— start of RECORDS SHOWN —

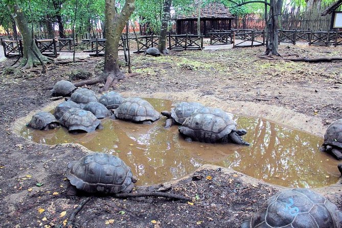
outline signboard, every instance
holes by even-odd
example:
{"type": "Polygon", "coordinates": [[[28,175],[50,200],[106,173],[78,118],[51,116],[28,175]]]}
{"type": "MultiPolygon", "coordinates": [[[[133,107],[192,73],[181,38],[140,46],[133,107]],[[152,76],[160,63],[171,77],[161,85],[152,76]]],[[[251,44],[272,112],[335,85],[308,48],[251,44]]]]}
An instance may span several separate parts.
{"type": "Polygon", "coordinates": [[[334,12],[332,16],[332,28],[342,28],[342,11],[334,12]]]}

— end of RECORDS SHOWN —

DIRECTIONS FOR THIS TASK: Render the items above as a two-column CSV with the columns text and answer, one row per item. Put each field in double quotes, replace line breaks with spaces, and omit the pictures.

ANSWER TO THE EXERCISE:
text,answer
"outline signboard, every instance holes by even-odd example: {""type"": ""Polygon"", ""coordinates"": [[[28,175],[50,200],[106,173],[78,118],[51,116],[28,175]]]} {""type"": ""MultiPolygon"", ""coordinates"": [[[[133,107],[192,73],[181,38],[140,46],[133,107]],[[152,76],[160,63],[171,77],[161,85],[152,76]]],[[[251,44],[272,112],[335,85],[308,48],[251,44]]]]} An instance may span several separate parts.","{""type"": ""Polygon"", ""coordinates"": [[[334,12],[332,16],[332,28],[342,28],[342,11],[334,12]]]}"